Extract every row below word for word, and leave the pictures out of your answer.

▸ **The records**:
######
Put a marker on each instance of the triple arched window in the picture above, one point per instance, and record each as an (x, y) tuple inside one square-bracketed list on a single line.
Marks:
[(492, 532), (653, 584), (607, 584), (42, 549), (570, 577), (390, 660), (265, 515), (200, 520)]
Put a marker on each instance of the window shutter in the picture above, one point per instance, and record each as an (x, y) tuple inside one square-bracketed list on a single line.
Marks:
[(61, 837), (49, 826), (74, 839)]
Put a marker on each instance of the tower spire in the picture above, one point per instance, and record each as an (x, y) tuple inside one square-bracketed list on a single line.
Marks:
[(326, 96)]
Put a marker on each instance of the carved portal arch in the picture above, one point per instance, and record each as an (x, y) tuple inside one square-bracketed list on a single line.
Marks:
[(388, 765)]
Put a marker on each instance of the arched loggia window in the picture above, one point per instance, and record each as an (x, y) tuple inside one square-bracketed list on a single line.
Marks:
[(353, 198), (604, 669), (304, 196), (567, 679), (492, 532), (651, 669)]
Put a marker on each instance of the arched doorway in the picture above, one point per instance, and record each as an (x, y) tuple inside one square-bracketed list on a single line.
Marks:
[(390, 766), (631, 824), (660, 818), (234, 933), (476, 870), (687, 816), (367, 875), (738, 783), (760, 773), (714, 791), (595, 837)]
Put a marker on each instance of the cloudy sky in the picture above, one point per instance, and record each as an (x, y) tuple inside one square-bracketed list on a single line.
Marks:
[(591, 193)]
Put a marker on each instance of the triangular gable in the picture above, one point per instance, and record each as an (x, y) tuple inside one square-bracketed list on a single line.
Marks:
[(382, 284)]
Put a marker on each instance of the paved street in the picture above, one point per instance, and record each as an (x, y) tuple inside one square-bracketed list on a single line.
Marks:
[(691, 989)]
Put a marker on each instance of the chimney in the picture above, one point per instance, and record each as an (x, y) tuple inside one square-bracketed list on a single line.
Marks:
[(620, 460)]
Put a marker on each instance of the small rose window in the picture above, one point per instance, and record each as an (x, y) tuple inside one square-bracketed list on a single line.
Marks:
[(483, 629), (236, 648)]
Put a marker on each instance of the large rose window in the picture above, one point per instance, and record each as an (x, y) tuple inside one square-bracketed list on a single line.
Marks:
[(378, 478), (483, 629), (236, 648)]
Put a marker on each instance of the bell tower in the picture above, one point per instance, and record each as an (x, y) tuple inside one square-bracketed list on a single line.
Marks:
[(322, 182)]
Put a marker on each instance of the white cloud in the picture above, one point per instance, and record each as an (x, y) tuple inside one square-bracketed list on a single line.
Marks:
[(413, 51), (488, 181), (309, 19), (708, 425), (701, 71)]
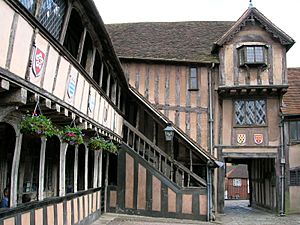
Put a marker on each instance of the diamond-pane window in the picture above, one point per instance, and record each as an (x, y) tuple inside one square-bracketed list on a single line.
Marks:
[(294, 131), (29, 4), (52, 15), (250, 112), (251, 55), (239, 112), (260, 112)]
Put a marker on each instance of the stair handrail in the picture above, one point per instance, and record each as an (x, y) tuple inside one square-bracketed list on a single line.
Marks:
[(165, 155)]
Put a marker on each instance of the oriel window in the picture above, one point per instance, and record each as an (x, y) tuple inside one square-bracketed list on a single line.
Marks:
[(250, 112), (193, 79), (52, 15), (252, 55)]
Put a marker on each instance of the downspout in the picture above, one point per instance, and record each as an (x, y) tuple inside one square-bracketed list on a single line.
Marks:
[(210, 216), (282, 164)]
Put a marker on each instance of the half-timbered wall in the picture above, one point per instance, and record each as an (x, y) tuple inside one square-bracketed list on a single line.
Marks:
[(144, 191), (273, 73), (167, 88), (23, 45)]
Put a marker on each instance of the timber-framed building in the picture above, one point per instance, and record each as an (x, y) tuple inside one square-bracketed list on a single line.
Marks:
[(222, 83), (57, 57)]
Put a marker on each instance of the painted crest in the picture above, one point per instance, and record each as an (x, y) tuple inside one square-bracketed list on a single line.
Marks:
[(71, 87), (241, 138), (258, 138), (105, 113), (38, 62), (91, 103)]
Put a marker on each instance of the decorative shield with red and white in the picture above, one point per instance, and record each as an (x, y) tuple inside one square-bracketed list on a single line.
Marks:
[(241, 138), (258, 138), (38, 62)]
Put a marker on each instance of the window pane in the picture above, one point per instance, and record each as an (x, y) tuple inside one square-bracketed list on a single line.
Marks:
[(293, 180), (239, 108), (250, 112), (250, 54), (259, 54), (193, 78), (260, 112), (298, 130), (29, 4), (52, 14), (293, 130)]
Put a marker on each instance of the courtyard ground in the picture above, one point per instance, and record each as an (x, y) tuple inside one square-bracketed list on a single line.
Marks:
[(237, 212)]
######
▸ **Response to this task**:
Put a marker on each instance of the triple arched window in the picture above, one point per instance, and record each as an (x, y) tuple inside one square-bracketed list on a single line.
Marks:
[(492, 532), (653, 584), (607, 584), (42, 549), (570, 577), (390, 660), (265, 515), (200, 520)]
Put a marker on each instance of the window shutter in the picture above, one point per instance, and record each as an (x, y) tuple inside one square-bracketed list on a single line.
Marks:
[(61, 837), (49, 826), (74, 839)]
Put a marker on each instance of the tower spire in the picture above, one point per instance, and record each as an (x, y) tuple inside one square-bracketed list on a single line.
Marks:
[(326, 96)]
Put a marker on each instance of the carved portal arch in the picture above, one point per instance, and record each as an (x, y) tuple inside one square-bracketed list on a single line.
Marks:
[(388, 765)]
Put a marker on each instance of the arched loggia window in the picture above, one point per instance, and record each as an (x, y) tuple inside one square-bracketed list on a single line.
Marks:
[(353, 198), (604, 669), (304, 196), (567, 679), (492, 532), (651, 669)]
Put a marker on each instance of the arched doorway in the picture above, one point per instance, and record each as an (x, y) tuple inside one square-bracketed list on a single line.
Marks:
[(390, 766), (631, 824), (660, 818), (234, 933), (476, 870), (687, 816), (367, 875), (738, 783), (760, 773), (714, 791), (595, 837)]
Put a marker on each instance of the cloudy sky in the picture above, one point per instance, and record each as an (x, y) tuple inside one square-bracketed list on a single line.
Marks:
[(591, 193)]
Put a marker on each instance of the triangular gable in the picture above, one point per instance, and record each as an (x, y) tuple inside one square-bracketed list on a single line.
Marks:
[(382, 284)]
Put a marker on each instance of the paved street in the picture above, one point per instance, and record each as an (x, y) tuple inside one square-bracketed list on a single line.
Marks:
[(691, 989)]
Put a marker on each instance of the chimney in the picture above, one point per instance, and record each as an (x, y) tuple inside one square-bracketed list on a single line.
Marks:
[(620, 460)]
Put a marker on each instance of the small rose window in the picture above, one point per instance, and record each as an (x, y) tuple inside one square-bracketed list on a single line.
Marks:
[(483, 629), (236, 648)]
Put a marker on each instance of the large rose window in the picture above, one point per instance, and record each as an (x, y) tuple inside one square-bracketed list on a single line.
Marks:
[(378, 478), (483, 629), (236, 648)]
Put a marker on each instance of the bell tower in the picture above, one point per instance, and record each as an (x, y) tuple inside one square-bracketed list on a single line.
Marks:
[(322, 182)]
Put a marker on each instance of the white cloud in the picture above, one point per instance, and record each as an (x, y) tuple inside one square-bracketed list on a single line.
Marks:
[(413, 51), (488, 181), (309, 19), (708, 425), (701, 71)]
Put a marker on each instance of the diamond-pane window in the picture above, one point per instance, and record each as an (x, y) tuple inside one square-bracketed list on a single line.
Marks:
[(294, 131), (29, 4), (52, 15), (250, 112), (251, 55), (239, 112), (260, 112)]
Put a marker on each instance of the stair handrail in the picture above, one point per instance, and record each as an (x, y) tuple inside one square-bracketed list on a single line.
Marks:
[(165, 155)]
Put a marker on each instance of the oriel window in the picture above, one point per instance, and record each as an (x, y) tuple inside one square-bracketed list on a single line.
Marks:
[(250, 112), (193, 79), (52, 15), (252, 55)]
Put a marker on each instance of the downspout in the picture above, one point per instance, and record each as an (x, y) tuple inside one square-bracketed list on a single line.
Marks:
[(210, 216), (282, 164)]
Put a marker on each instance of the half-timbered wall in the picture above, one point per instance, and record each as an (x, y) tuple inside one square-bracketed list on a single line.
Marks:
[(144, 191), (273, 73), (167, 88), (23, 45)]
Put a marker on each instance of the timber-framed building in the picture above, one point per instance, and record each as an (x, y) tuple inside one square-bracketed list on a single line.
Marks:
[(222, 83), (57, 57)]
Put a marker on each instance of the painted crest in the picture above, one point per instance, and record each as an (x, y) tuple inside one square-bracketed list on a single line.
Marks:
[(71, 87), (241, 138), (258, 138), (105, 113), (38, 62), (91, 103)]
Put a marker on each instance of the decorative shield with red and white in the picture above, one point per instance, and record each as an (x, y) tuple inside one square-bracketed list on a single line.
Marks:
[(241, 138), (258, 138), (38, 62)]
Put a marker on each instance of the window pane in the picture above, one point per instance, and record each as an (x, y) tuple inside one square-bracketed list on a single line.
Marks:
[(293, 180), (239, 108), (250, 112), (250, 54), (259, 54), (193, 78), (260, 112), (298, 130), (29, 4), (52, 14), (293, 130)]
Put a marker on each instance of the courtyard ground in the picture above, one point per instance, and record each as an (x, y) tuple inside one square-bracketed list on a single line.
Marks:
[(237, 212)]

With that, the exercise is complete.